• **Dataset rows on where objects appear**:
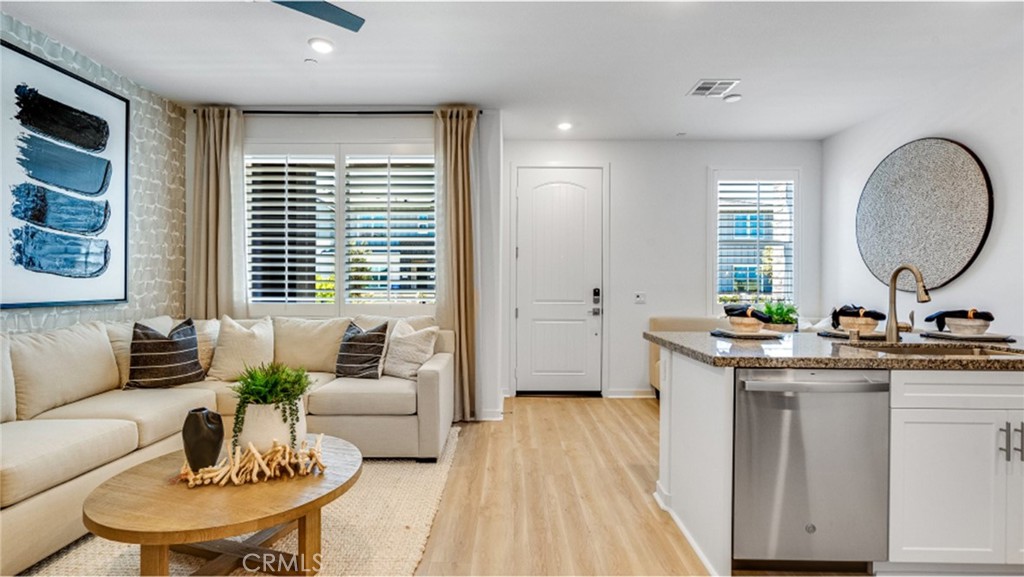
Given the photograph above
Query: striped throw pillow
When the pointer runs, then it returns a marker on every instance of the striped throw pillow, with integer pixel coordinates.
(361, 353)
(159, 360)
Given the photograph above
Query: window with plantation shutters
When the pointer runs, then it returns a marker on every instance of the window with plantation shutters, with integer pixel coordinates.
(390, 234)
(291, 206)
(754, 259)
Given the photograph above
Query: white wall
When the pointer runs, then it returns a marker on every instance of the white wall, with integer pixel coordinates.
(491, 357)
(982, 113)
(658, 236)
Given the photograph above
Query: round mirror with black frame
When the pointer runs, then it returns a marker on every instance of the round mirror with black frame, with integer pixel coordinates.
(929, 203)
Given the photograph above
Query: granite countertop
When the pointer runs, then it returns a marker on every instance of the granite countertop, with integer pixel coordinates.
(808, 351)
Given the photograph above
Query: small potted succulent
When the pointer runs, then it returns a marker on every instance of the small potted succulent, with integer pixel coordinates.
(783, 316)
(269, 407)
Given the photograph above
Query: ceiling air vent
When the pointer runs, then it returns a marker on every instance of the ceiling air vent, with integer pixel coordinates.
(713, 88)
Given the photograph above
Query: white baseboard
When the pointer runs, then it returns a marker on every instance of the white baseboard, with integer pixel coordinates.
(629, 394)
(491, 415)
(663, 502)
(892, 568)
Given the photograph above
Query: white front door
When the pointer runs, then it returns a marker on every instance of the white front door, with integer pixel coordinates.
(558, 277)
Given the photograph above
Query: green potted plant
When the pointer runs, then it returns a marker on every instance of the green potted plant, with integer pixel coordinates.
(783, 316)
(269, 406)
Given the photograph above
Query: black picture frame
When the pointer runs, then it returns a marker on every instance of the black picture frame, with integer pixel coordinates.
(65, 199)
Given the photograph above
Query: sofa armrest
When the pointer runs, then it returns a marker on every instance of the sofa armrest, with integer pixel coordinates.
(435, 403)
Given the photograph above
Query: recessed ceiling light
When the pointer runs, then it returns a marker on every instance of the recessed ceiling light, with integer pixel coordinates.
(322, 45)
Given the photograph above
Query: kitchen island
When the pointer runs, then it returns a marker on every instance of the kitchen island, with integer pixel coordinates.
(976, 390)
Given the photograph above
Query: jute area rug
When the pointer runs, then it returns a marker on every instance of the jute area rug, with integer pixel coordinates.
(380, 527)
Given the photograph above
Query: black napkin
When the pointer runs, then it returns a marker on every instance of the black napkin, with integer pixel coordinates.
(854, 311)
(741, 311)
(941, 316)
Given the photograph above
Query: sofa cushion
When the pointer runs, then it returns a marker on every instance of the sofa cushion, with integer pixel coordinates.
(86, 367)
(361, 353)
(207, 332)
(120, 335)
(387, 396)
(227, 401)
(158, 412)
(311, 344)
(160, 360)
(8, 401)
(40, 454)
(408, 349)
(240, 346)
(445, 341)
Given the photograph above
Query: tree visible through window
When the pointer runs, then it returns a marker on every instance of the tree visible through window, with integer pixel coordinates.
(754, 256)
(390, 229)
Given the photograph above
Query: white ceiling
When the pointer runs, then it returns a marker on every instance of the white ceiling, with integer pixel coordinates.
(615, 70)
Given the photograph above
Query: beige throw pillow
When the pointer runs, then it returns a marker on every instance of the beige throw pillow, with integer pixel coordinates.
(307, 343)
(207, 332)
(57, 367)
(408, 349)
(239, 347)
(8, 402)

• **Aim**: Your task is to set down the records shown above exactly, minus any pictures.

• **Solution for this problem**:
Given the photograph above
Query: striped throw pillow
When the pointer runs, then it returns a marker on every instance of the striped throw pillow, with integer pixel coordinates.
(361, 353)
(159, 360)
Given the photograph above
Query: window with plantation shutters
When the pointer runs, then it returns a marker on every instance of the window with plantation shutters, with integer pixel coordinates.
(390, 234)
(291, 206)
(754, 259)
Given the photograph above
Query: white wall
When the pointer runs, then it returns a marker on every instance of the white wall, with integer pixel coordinates.
(491, 357)
(982, 113)
(658, 236)
Given the photograph above
Query: round mirror with black frame
When the pointer runs, then it returns a marker on every instance of the round mirror with black frame, with integer pixel coordinates.
(929, 203)
Given the photograph above
Query: granite countertop
When the pointer runs, then it returns a marker on every instance of the granite countertop, with integer pixel coordinates.
(808, 351)
Given the photograph above
Query: small potted succulent
When the pointer runs, then it returns a marker on every instance of the small potted succulent, with integer pixel coordinates.
(783, 316)
(269, 407)
Given the photograph above
Query: ceiling air vent
When the pointer runs, then it returns a marker on every instance of the ceiling air vent, with integer pixel coordinates.
(713, 88)
Given the photograph above
Query: white baseboard
When the pointer runs, then it returns a marker on every instance of the white baseboard, with integer pixel coordinates.
(629, 394)
(491, 415)
(663, 502)
(892, 568)
Given the photograph above
Query: white front door
When the pointer runs, then it returns a marker on every instance of the white front door, with integer pixel coordinates.
(558, 277)
Given the photograph above
Query: green potted plant
When the pointer runs, then it returns a marker on every instance of the green potted plant, with integer pixel coordinates.
(783, 316)
(269, 406)
Given the photograph above
Query: black picture frame
When the pointer runs, then it returns a marker on every instance of the black picture frame, with integer pixel coordinates.
(65, 199)
Given the photograph above
Query: sofa armrest
When the pointer runs, then it returns a marker on every instance of the sofa armrest, with integer pixel coordinates.
(435, 403)
Given the photograph above
Query: recessed ceiling light
When the pointer runs, then it returns a marker on every instance of the recessed ceiling light, with integer pixel coordinates.
(322, 45)
Given the photograph above
Query: kitchen island
When the pointer runs, then it returns a marker on every instance of the kitchen island, with integer pixel coordinates.
(976, 390)
Given the photograph above
Query: jute area rug
When the pointer runs, then it returns a marker on every instance of the jute area rug, with integer pixel coordinates.
(380, 527)
Given the photograph above
Query: black napkin
When the pointer runs, then it returns a marker on every instance of the black napkin, with integer pixel coordinates.
(854, 311)
(741, 311)
(941, 316)
Given the photograph above
Query: sofa cushion
When the pointer runs, then it returns a marker on every instance of the sofa cushion, with integer pixel coordinates.
(86, 367)
(361, 353)
(207, 332)
(120, 335)
(387, 396)
(227, 401)
(158, 412)
(311, 344)
(160, 360)
(8, 401)
(40, 454)
(408, 349)
(240, 346)
(445, 341)
Given the photograph above
Query: tree visible through window
When the pointer runs, then it returns a marker on every instance of the tree visible through window, with integer pixel coordinates.
(754, 256)
(390, 229)
Given the photograph above
Query: white ceiling
When the pointer runs, then it returns a marker on every instance of the white ceiling, with integer pixel coordinates.
(615, 70)
Given the photograph above
Query: beige throw pillow
When the pointer runs, then it returns a marker on every instance of the beige throw pillow, with integer pixel coordinates.
(307, 343)
(207, 332)
(57, 367)
(408, 349)
(239, 347)
(8, 402)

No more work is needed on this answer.